> **Seção de texto**:
Reformar a Previdência é tarefa árdua para qualquer governo, vide Fernando Henrique, Lula e Dilma. Para um presidente impopular como Temer, em 2016, já era possível antecipar que seria difícil mudar regras de aposentadorias após desperdiçar capital político com a aprovação do teto de gasto.

A previsão se confirmou. Como apontei em outra coluna: ao inverter a ordem dos fatores, criando um teto antes de reformar a despesa pública, a equipe econômica alterou o produto de sua estratégia fiscal. Agora temos uma regra orçamentária fora da realidade.

Passemos ao segundo cenário. E se houver reformas dos gastos obrigatórios como defendia até o próprio governo do PT em 2016? Aí reside outro problema da fórmula atual do teto: as simulações de vários economistas (não só do PT) indicam que, mesmo com reformas radicais da Previdência e outras despesas, ainda assim será quase impossível manter o gasto primário no nível real de 2016 por muito tempo.

> **Tarefas propostas**:
1. Indique se cada afirmação concorda com o texto sobre a Previdência e o teto de gastos, respondendo sim ou não e citando literalmente as palavras decisivas: (a) o teto foi criado antes da reforma da despesa pública; (b) somente economistas do PT indicam ser quase impossível manter o gasto primário no nível real de 2016; (c) Fernando Henrique, Lula e Dilma aparecem como exemplos da dificuldade de reformar a Previdência.
2. Escale as coordenadas das respostas de toda a listagem abaixo: reescreva todas as linhas, pedidos incluídos, multiplicando cada coordenada por 1,9 e arredondando para inteiros, com metades para cima. Deixe as imagens de fora da resposta.

Registros de uma coleta de dados:

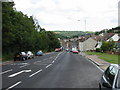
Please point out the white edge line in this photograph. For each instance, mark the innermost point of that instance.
(6, 71)
(35, 73)
(96, 66)
(53, 61)
(14, 85)
(48, 65)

> **Respostas resolvidas**:
1.
(a) Sim: "criando um teto antes de reformar a despesa pública".
(b) Não: "as simulações de vários economistas (não só do PT)".
(c) Sim: "Reformar a Previdência é tarefa árdua para qualquer governo, vide Fernando Henrique, Lula e Dilma".

2.
Please point out the white edge line in this photograph. For each instance, mark the innermost point of that instance.
(11, 135)
(67, 139)
(182, 125)
(101, 116)
(27, 162)
(91, 124)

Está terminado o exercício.